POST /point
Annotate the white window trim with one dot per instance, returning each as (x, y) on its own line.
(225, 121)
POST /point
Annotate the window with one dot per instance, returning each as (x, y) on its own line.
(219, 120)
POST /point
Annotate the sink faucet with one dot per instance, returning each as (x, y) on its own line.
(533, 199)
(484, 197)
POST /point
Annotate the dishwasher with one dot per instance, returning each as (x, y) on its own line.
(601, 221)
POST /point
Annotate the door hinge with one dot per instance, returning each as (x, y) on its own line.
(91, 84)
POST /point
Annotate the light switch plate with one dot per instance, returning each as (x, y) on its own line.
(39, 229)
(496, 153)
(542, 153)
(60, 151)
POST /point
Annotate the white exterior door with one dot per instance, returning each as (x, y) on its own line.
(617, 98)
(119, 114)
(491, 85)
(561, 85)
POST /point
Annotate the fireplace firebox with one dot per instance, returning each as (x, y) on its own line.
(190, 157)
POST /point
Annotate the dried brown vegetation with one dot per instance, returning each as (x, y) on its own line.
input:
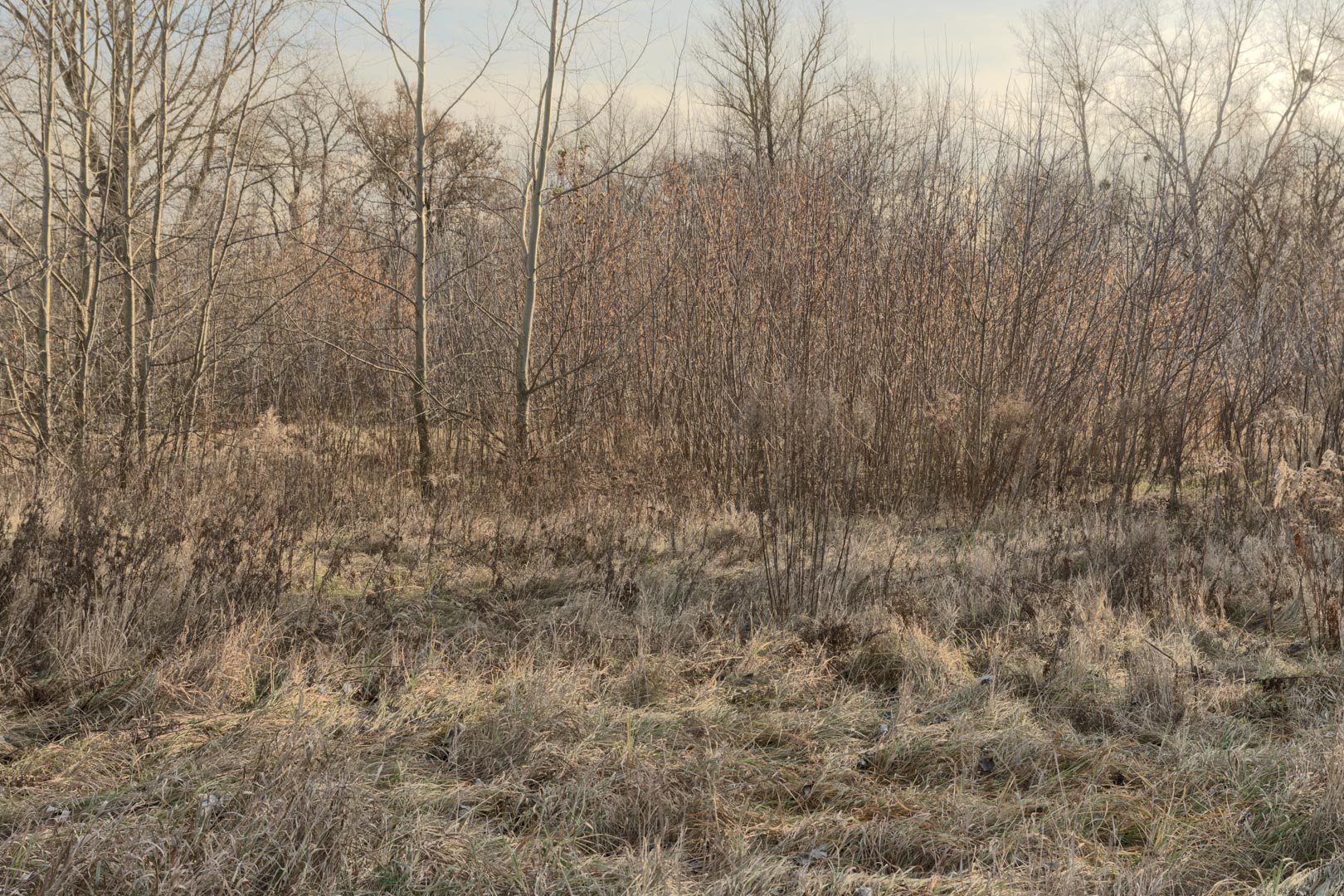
(858, 488)
(245, 680)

★ ★ ★ ★ ★ ★ ★

(The task) Restate the whole listing above exactly, please, omitting every image.

(Reply to the task)
POST /point
Annotate the white window trim with one dot per instance, returning each as (x, y) on its own line.
(225, 121)
POST /point
Annotate the window with one dot per instance, returning each as (x, y) on its own line.
(219, 120)
POST /point
Annotate the sink faucet with one dot per instance, returning each as (x, y) on its own line.
(533, 199)
(484, 197)
POST /point
Annotate the dishwasher with one dot per instance, returning each as (x, y) on its own line.
(601, 221)
POST /point
Annotate the door hinge with one dot per instance, returning each as (x, y) on its own line.
(91, 84)
POST /point
Annotate the light switch plate with one dot per instance, returning each as (x, y) on its own line.
(39, 229)
(496, 153)
(542, 153)
(60, 151)
POST /point
Annotate the white exterior door with one dot per instance, returning each as (x, y) on its own line.
(617, 98)
(119, 114)
(491, 85)
(561, 85)
POST /point
Annotate the fireplace firebox with one dot per instance, returning each as (x, y) on its own line.
(190, 157)
POST /point
Annotate the dried brown vegetation with one dot per instance, returning each as (x, y) on its own line.
input:
(858, 488)
(245, 680)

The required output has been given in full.